--- Begin INPUT MATERIAL ---

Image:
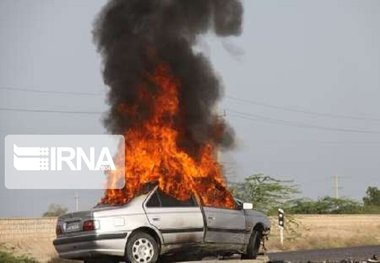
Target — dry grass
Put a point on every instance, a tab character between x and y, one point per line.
313	231
329	231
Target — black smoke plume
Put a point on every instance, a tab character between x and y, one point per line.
132	35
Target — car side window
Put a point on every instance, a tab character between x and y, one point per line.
154	201
161	199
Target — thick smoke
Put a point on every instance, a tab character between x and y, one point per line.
134	35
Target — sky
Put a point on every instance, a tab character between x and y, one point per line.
301	84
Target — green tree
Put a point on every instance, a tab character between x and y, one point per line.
55	210
373	197
266	193
325	205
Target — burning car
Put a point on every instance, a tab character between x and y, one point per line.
155	223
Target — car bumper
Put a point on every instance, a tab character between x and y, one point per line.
91	245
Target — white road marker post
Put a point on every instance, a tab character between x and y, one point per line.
281	224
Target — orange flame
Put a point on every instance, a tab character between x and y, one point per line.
152	153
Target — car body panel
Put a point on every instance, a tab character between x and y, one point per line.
215	229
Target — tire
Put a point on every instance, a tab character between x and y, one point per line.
142	248
253	245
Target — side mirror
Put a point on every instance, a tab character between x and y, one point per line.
247	206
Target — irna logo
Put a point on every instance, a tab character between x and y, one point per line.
59	158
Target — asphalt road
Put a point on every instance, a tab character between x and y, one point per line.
341	255
352	254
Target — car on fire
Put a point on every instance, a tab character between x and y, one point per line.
155	224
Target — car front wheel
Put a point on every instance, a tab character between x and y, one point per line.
142	248
253	245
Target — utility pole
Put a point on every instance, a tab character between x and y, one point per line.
76	197
336	186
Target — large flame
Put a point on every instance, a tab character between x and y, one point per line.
152	153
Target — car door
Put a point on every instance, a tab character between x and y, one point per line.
225	226
178	222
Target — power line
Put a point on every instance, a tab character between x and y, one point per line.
321	114
255	117
50	111
52	91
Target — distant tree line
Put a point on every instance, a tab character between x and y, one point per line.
268	194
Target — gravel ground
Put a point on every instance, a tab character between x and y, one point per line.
353	254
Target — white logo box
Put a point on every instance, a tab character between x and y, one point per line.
63	161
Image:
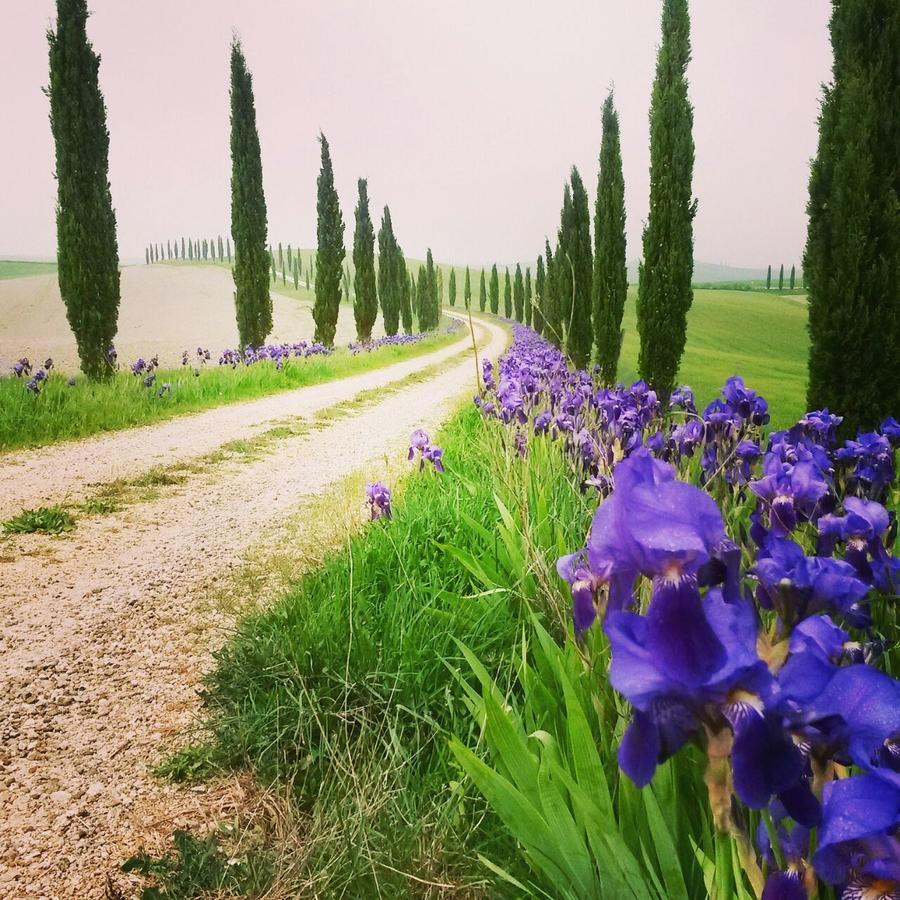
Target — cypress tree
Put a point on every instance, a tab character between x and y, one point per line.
519	295
852	259
528	296
252	300
664	288
406	298
87	248
423	298
540	296
365	297
330	253
610	268
495	290
389	285
579	257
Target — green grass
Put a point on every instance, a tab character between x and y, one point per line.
763	338
46	519
345	690
17	268
63	413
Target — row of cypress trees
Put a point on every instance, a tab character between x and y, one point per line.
213	249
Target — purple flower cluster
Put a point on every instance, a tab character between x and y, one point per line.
420	445
757	645
378	498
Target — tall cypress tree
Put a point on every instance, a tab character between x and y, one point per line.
610	268
519	294
852	260
664	289
527	295
540	296
330	253
579	331
365	297
87	249
252	300
406	296
389	283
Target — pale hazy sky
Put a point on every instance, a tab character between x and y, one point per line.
465	116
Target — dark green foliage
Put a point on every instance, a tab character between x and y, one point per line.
330	255
852	258
610	269
495	290
576	273
664	290
540	296
87	250
391	274
519	295
527	296
252	300
365	296
423	299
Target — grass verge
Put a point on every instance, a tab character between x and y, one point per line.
63	412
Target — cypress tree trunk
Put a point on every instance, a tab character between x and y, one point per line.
579	332
389	283
540	284
365	298
330	254
406	297
87	249
664	289
610	268
252	300
527	296
519	294
852	258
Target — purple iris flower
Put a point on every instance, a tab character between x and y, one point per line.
858	844
796	586
378	497
792	493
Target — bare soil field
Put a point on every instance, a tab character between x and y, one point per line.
164	310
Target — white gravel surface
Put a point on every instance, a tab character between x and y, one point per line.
105	632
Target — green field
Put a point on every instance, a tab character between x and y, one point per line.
760	337
17	268
63	412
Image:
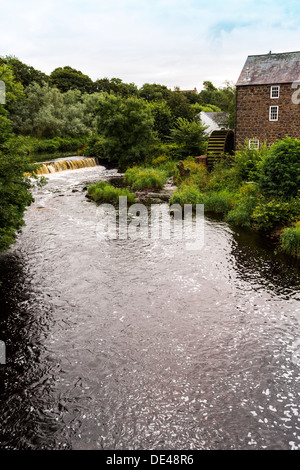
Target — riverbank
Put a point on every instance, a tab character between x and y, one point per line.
235	189
141	343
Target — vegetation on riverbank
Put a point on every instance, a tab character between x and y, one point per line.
145	132
257	189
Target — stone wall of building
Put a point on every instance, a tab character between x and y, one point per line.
252	114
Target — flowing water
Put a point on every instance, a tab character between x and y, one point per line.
142	344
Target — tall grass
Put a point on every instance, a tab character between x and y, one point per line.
145	178
219	202
290	240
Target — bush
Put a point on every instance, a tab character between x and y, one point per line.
247	162
223	176
104	192
245	203
187	194
198	174
290	240
279	174
145	178
191	135
218	201
273	213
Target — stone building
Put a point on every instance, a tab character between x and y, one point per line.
268	99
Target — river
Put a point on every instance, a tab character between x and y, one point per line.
143	344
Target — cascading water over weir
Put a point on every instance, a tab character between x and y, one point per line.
73	163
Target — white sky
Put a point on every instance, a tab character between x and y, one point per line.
171	42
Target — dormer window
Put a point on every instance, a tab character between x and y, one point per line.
254	144
275	91
273	113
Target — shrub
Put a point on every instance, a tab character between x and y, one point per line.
198	174
187	194
218	201
279	174
191	135
223	176
290	240
246	200
145	178
104	192
271	213
247	161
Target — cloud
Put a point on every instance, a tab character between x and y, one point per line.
164	41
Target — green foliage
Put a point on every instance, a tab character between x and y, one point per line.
15	192
14	90
145	178
290	240
197	175
244	205
224	98
279	174
218	201
25	74
163	119
223	176
45	112
191	136
270	214
103	192
116	86
187	194
155	92
247	162
66	78
126	125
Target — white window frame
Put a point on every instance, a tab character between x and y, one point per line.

--- End INPUT MATERIAL ---

## WHAT YOU WILL DO
Copy the whole listing above word for word, keeping every line in its original order. Leave the pictures out of your copy.

## THE RESULT
Image:
Target — dry grass
Put a point on every instance, a tab character between x and y, one point per line.
313	231
329	231
Target — black smoke plume
Put a point on every instance, a tab character between x and y, one point per line.
132	35
Target — car side window
Put a point on every instance, a tab character between x and y, one point per line.
154	201
161	199
Target — thick smoke
Put a point on every instance, a tab character between x and y, one point per line.
134	35
Target — sky
Put a point on every instance, a tab character between x and y, one point per line.
301	84
Target — green tree
Put a point on every instance, a tab character between x and y, one point per line.
55	210
373	197
266	193
325	205
Target — burning car
Put a point on every instance, a tab character between x and y, one point per line.
155	223
Target — car bumper
Put a point on every instance, a tab character between x and y, one point per line.
91	245
Target — white road marker post
Put a point on every instance, a tab character between x and y, one point per line.
281	224
Target — orange flame
Put a point on every instance, a tab character between x and y, one point per line.
152	153
Target — car body panel
Put a point on every instance, a tab character between x and y, one point per line.
215	229
Target — tire
Put a point on every instance, a tab character between x and y, one point per line.
142	248
253	245
Target — side mirror
Put a point on every instance, a tab character between x and y, one point per line.
247	206
Target — irna logo
Put a point on every instance, a tab character between x and y, one point per line.
59	158
Target — asphalt road
Put a point on every instance, a tab character between x and y, one point per line.
341	255
352	254
Target — car on fire
Put a point on every instance, a tab character between x and y, one point per line.
155	224
Target — car front wheel
Put a point on every instance, a tab character between x and y, one point per line.
142	248
253	245
Target — utility pole
Put a point on every instance, a tab character between x and y, one point per line.
76	197
336	186
Target — large flame
Put a point on every instance, a tab character between x and y, one point per line.
152	153
Target — car door
Put a point on every instance, a tab character between x and y, one point per line.
225	226
178	222
Target — power line
Put a point on every instance, a tab character between x and y, one point per line.
321	114
255	117
50	111
52	91
Target — distant tree line
Put a point on every instance, a tab character between x and y, one point per line.
268	194
Target — gravel ground
Put a point on every instance, a tab character between x and y, one point per line.
353	254
Target — white logo box
Put a point on every instance, a tab character between x and y, one point per line.
63	161
Image:
Target — cypress tree
Put a point on every instance, a tab character between x and y, one point per line.
519	295
852	259
528	296
252	300
664	288
406	298
87	248
423	298
540	296
365	297
330	253
610	268
495	290
389	285
579	257
Target — green grass
Put a point on every instance, a tab character between x and y, one point per line.
763	338
46	519
345	690
17	268
63	413
Target — row of cypress trees
Put a point on every instance, a tab character between x and y, one point per line.
213	249
Target — purple flower cluster
Put a point on every instance, a tab character between x and y, one point per line.
420	445
757	645
378	498
Target — tall cypress tree
Put a point on every instance, a tab character between x and y, one point per line.
610	268
519	294
852	260
664	289
527	295
540	296
330	253
579	331
365	297
87	249
252	300
406	296
389	283
Target — pale hazy sky
Put a point on every instance, a tab character between x and y, one point per line.
465	116
Target — dark green foliage
Put a point on every instance, a tab character between x and y, one point per line.
330	255
852	258
610	269
495	290
576	273
664	290
540	296
87	250
391	274
519	295
527	296
252	300
365	296
423	299
Target — grass verge
Put a point on every instance, a tab character between x and y, one point per line.
63	412
Target — cypress tree trunk
Put a point on every instance, a tab character between x and y, one point per line.
579	332
389	283
540	284
365	298
330	254
406	297
87	249
664	289
610	268
252	300
527	296
519	294
852	258
Target — purple iris flower
Put a point on every instance, a tab character between x and y, one point per line.
858	844
796	586
378	497
792	493
Target — bare soil field
Put a point on every instance, a tab character between x and y, one point per line.
164	310
Target — white gravel surface
Put a point on every instance, a tab character between x and y, one point per line.
105	632
Target — green field
Put a point on every instance, a tab character between x and y, one point per line.
760	337
17	268
63	412
Image:
Target — riverbank
Put a point on every instance, a tab character between x and y, one point per line.
235	189
141	343
Target — vegetation on riverbank
Put a point on every instance, a tab character between x and y, one point per line.
145	132
257	189
Target — stone wall of building
Put a point on every instance, a tab character between x and y, one point per line.
252	114
Target — flowing water
Put a point on every instance, a tab character between x and y, one point per line.
142	344
Target — tall grass
Put a point on every instance, a tab character between x and y, one point per line.
145	178
219	202
290	240
Target — bush
Put a point on every instance, a tab character between x and y, one point per line.
247	162
223	176
104	192
245	203
187	194
198	174
290	240
279	174
145	178
191	135
218	201
273	213
Target — stone building
Put a point on every instance, a tab character between x and y, one point per line.
268	99
Target — river
Put a point on every instance, a tab character between x and y, one point per line.
143	344
Target — cascading water over weir
Put a point on every instance, a tab character between x and y, one point per line.
73	163
Target — white sky
Put a point on every instance, a tab character between x and y, one point per line.
171	42
Target — dormer window
Put a point on every instance, a tab character between x and y, one point per line.
254	144
275	91
273	113
Target — shrub
Put a point on every instance, a tab character between x and y, one point per line.
198	174
187	194
218	201
279	174
191	135
223	176
290	240
246	200
145	178
104	192
271	213
247	161
Target — cloud
Put a point on every instance, a tab character between x and y, one point per line.
164	41
Target — green foliage
Put a point on every instance, a tab character between x and y, one point per line.
15	192
14	90
145	178
290	240
197	175
244	205
224	98
279	174
218	201
25	74
163	119
223	176
45	112
191	136
270	214
103	192
116	86
187	194
155	92
247	162
66	78
126	125
Target — white window frame
Put a point on every instance, a tab character between x and y, one point per line.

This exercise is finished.